▶ _Set task_: Copy out the following lines word for word, every one of the items included.

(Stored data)
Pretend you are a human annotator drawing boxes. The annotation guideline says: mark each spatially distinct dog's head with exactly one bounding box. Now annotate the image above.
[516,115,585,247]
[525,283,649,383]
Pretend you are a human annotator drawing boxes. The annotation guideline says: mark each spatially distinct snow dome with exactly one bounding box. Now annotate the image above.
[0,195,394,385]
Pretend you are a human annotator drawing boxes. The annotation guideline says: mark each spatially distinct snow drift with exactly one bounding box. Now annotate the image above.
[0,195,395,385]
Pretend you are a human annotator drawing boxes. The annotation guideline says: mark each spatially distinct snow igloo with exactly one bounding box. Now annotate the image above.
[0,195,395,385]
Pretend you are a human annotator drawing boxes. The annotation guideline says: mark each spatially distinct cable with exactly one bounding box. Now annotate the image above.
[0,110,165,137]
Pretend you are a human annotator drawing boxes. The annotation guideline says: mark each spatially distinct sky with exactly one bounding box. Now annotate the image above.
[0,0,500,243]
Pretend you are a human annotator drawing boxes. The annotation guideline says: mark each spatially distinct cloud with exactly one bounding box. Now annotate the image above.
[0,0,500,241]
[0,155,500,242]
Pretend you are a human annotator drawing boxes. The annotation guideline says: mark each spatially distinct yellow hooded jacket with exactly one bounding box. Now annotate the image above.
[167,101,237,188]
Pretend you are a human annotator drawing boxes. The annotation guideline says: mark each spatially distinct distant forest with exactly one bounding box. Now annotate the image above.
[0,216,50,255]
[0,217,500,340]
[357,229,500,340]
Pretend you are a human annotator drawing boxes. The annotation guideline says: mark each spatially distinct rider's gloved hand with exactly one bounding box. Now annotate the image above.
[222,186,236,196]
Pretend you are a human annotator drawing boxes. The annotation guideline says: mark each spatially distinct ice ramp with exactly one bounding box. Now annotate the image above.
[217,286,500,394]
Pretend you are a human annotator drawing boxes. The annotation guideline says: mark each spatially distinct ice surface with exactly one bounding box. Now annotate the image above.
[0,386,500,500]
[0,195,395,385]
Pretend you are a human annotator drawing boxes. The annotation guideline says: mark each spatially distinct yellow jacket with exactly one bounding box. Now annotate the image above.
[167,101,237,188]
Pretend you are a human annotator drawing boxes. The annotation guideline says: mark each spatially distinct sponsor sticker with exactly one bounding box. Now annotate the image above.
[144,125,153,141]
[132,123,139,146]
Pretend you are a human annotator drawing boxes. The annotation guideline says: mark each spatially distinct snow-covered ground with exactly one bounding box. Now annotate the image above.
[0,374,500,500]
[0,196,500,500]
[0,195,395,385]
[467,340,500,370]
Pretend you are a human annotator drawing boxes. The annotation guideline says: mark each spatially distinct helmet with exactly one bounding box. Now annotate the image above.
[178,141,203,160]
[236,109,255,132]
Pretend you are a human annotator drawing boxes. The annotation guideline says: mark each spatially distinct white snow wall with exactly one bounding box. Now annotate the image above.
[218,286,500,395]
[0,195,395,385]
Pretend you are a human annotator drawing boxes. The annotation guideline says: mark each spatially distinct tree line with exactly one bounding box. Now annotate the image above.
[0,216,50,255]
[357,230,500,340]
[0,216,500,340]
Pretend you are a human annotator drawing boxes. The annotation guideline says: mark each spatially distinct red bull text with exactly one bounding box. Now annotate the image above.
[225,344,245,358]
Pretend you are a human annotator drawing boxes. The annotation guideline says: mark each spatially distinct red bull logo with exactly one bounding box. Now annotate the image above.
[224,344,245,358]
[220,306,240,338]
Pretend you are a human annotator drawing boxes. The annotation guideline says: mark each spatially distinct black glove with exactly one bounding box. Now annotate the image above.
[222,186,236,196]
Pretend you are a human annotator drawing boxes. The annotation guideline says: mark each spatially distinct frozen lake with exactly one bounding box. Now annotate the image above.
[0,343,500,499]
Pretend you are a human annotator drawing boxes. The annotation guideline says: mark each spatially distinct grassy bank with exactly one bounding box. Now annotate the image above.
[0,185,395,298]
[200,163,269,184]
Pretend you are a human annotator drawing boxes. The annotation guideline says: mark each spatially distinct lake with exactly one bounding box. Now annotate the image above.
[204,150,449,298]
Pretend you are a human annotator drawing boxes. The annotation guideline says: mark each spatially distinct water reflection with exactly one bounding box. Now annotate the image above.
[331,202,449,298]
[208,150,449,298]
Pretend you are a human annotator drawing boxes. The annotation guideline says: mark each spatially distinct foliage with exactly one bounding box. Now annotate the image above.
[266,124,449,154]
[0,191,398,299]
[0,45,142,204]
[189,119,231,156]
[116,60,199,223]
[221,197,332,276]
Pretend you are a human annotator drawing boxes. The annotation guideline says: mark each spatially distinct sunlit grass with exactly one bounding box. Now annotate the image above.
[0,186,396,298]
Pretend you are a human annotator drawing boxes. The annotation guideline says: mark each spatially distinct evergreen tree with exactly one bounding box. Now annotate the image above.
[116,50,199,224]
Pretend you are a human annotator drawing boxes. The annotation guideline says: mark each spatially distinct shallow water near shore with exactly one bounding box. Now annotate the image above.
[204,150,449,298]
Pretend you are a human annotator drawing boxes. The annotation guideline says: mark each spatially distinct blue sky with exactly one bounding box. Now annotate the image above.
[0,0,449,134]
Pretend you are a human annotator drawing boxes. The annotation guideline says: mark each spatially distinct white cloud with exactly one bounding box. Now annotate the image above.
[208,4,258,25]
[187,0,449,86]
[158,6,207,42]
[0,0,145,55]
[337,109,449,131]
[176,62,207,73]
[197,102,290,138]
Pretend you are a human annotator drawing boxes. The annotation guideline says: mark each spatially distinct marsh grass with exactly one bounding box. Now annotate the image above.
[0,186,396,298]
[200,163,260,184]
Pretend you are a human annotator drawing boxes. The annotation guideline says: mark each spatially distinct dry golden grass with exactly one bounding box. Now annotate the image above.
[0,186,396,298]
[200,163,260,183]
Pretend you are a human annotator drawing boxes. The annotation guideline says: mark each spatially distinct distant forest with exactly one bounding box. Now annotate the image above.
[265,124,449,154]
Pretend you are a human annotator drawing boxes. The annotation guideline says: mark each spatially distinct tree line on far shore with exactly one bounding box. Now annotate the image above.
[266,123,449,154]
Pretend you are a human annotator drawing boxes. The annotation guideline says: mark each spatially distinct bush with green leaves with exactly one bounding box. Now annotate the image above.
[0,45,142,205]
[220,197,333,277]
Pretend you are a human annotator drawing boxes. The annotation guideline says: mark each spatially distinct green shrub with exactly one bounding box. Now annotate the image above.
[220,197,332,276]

▶ _Exercise solution_:
Pretend you are a human annotator drawing boxes. The annotation guideline says: mark each spatially distinct dog's head with exactly one bounding box. Now annotate the image above.
[516,115,585,247]
[525,283,649,383]
Pretend you are a human annotator drawing boxes. The annotation guideline says: mark each spatially distinct snow dome with exactly one bounding box. Now annotate the image above.
[0,195,394,385]
Pretend you are a human annotator drawing boxes. The annotation guideline says: mark each spatially distinct snow drift with exactly one bounding box. Now annotate the image above.
[0,195,395,385]
Pretend you are a human annotator drawing boxes. The annotation guideline says: mark each spatially distinct snow igloo with exactly one bounding box. Now annotate the image above.
[0,195,395,385]
Pretend you are a human annotator drawing boxes. The annotation guideline says: mark each spatially distinct cable with exactly one bounding box. Now annotate the image above.
[0,110,165,137]
Pretend you are a human annotator drawing boxes. The annotation guideline says: mark each spatially distinct sky with exactly one bounding box. Now annotate the image above.
[0,0,500,243]
Pretend you are a human annotator drawing boxes. The annotation guideline says: mark each spatially distinct cloud with exactly one bounding box. Now annotate the image above.
[0,0,500,241]
[0,155,500,242]
Pretend you are a human annotator drawing boxes. The annotation guideline says: mark each spatially distinct yellow hooded jacket with exactly one bounding box. Now annotate the image above.
[167,101,237,188]
Pretend you are a human annotator drawing boxes. The annotation guideline says: mark each spatially distinct distant forest with exactly one bounding box. Now annotate the image above.
[0,216,50,255]
[0,217,500,340]
[357,229,500,340]
Pretend you are a human annotator drawing boxes. The annotation guideline says: mark each spatially distinct rider's gloved hand with exactly one bounding box. Now annotate the image above.
[222,186,236,196]
Pretend you are a human annotator drawing boxes. The annotation guideline says: mark each spatially distinct ice ramp with exactly one bounding box. Now annotate the image above.
[217,286,500,394]
Pretend you are a human annotator drawing boxes. The annotation guideline says: mark each spatially distinct ice surface with exactly one bounding box. Now annotate the image above.
[0,386,500,500]
[0,195,395,385]
Pretend you are a human annotator drawing boxes. The annotation guideline says: mark each spatially distinct yellow jacket with exactly one bounding box. Now annotate the image above.
[167,101,237,188]
Pretend you are a human annotator drawing boxes. The annotation guideline says: mark each spatially distinct sponsor sticker with exactly one bounding box. Now annotate the image above.
[144,125,153,141]
[132,123,139,146]
Pretend you are a human annotator drawing boxes. The annotation guideline says: mark each spatially distinct snow-covered ground with exactly one bounding box. Now annotate the image above.
[0,374,500,500]
[0,196,500,500]
[0,195,395,385]
[467,340,500,370]
Pretend you are a human annotator drawing boxes. The annotation guideline says: mark each spatially distinct helmet with exactly one bounding box. Now annotate the image above.
[178,141,203,160]
[236,109,255,132]
Pretend you are a human annotator drawing boxes. The annotation guideline says: mark each spatially distinct white snow wall with exactly one bounding box. Now annotate the image above.
[218,286,500,395]
[0,195,395,385]
Pretend you are a human annotator drawing boxes. The annotation guideline says: mark each spatially distinct tree line with exactly one bounding box. Now annotate the image above.
[0,216,50,255]
[357,230,500,340]
[0,216,500,340]
Pretend you are a human annotator drawing boxes. The annotation guideline says: mark each spatially distinct red bull text with exactly one bounding box. Now annotate the image above.
[225,344,245,358]
Pretend you are a human annotator drawing boxes. The annotation guideline says: mark each spatially distinct red bull logo with exactly one bounding box. Now annotate the image above.
[224,344,245,358]
[220,306,240,338]
Pretend you are a human annotator drawing boxes. The annotation guideline says: mark each spatially distinct black glove with exactly one bounding box. Now annotate the image above.
[222,186,236,196]
Pretend you are a human annotator drawing boxes. The annotation guideline says: mark each spatially distinct frozen lake with exactly one bounding box. Now annotate the image above.
[0,343,500,499]
Pretend you are a human annotator drawing boxes. The annotation guideline says: mark each spatially distinct grassy bank with exactly one bounding box. Now annotate the image above.
[0,185,395,298]
[200,163,269,184]
Pretend you are a human annotator drawing boxes. The annotation guideline says: mark each spatially distinct lake with exactly one bounding box. Now annotate the image above.
[204,150,449,298]
Pretend you are a human annotator drawing boxes. The annotation guideline says: mark each spatially distinct water reflection with exactly one bounding box. Now annotate the image above.
[331,202,449,298]
[208,150,449,298]
Pretend you are a human annotator drawing boxes. The annotation guideline says: mark each spatially distinct foliage with exactly one bounding box. Now annotate the image above.
[266,124,449,154]
[0,191,398,299]
[0,45,142,204]
[189,119,231,156]
[116,60,199,223]
[221,197,332,276]
Pretend you are a human annotator drawing boxes. The annotation guideline says: mark each spatially distinct sunlit grass with exactly one bounding box. Now annotate the image above.
[0,186,396,298]
Pretend you are a human annotator drawing boxes. The annotation guideline says: mark each spatially distinct evergreen tree with exactly one bounding box. Now annotate the image above.
[116,50,199,224]
Pretend you are a human annotator drawing boxes. The annotation guideline says: mark each spatially distinct shallow water near shore with exactly one bounding box. Now annotate the image above.
[204,150,449,298]
Pretend you are a human annotator drawing boxes. The annotation guideline says: mark each spatially distinct blue sky with exactly one bounding box. Now annotate the image above.
[0,0,449,134]
Pretend you are a human annotator drawing boxes. The annotation guideline says: mark each spatially distinct white cloud with exactly one bounding box. Now annotate the image above.
[208,4,258,25]
[187,0,449,86]
[158,6,207,42]
[0,0,145,55]
[337,109,449,131]
[176,62,207,73]
[197,102,290,138]
Pretend you are a human annotator drawing boxes. The annotation guideline says: mark each spatially distinct marsh grass with exactly one bounding box. Now annotate the image above.
[0,186,396,298]
[200,163,260,184]
Pretend you are a human annotator drawing boxes. The annotation guideline says: mark each spatially distinct dry golden grass with exactly one bounding box. Now annotate the image above.
[0,186,396,298]
[200,163,260,183]
Pretend you are a human annotator drawing boxes. The annotation guideline says: mark each spatially distinct distant forest with exactly one bounding box. Now annotate the image above.
[265,124,449,154]
Pretend you are a human annotator drawing boxes. The annotation guideline says: mark each spatially distinct tree line on far shore with exactly one bounding box. Now annotate the image above.
[266,123,449,154]
Pretend you are a human annotator drawing boxes. The annotation guideline says: mark each spatially distinct bush with green leaves with exactly one bounding box. Now annotate the image above.
[0,45,142,205]
[220,197,333,277]
Pretend you are a human annotator drawing boxes. The annotation guideline says: mark each spatially distinct green shrub with exactly one bounding box. Now annotate the image above.
[220,197,332,276]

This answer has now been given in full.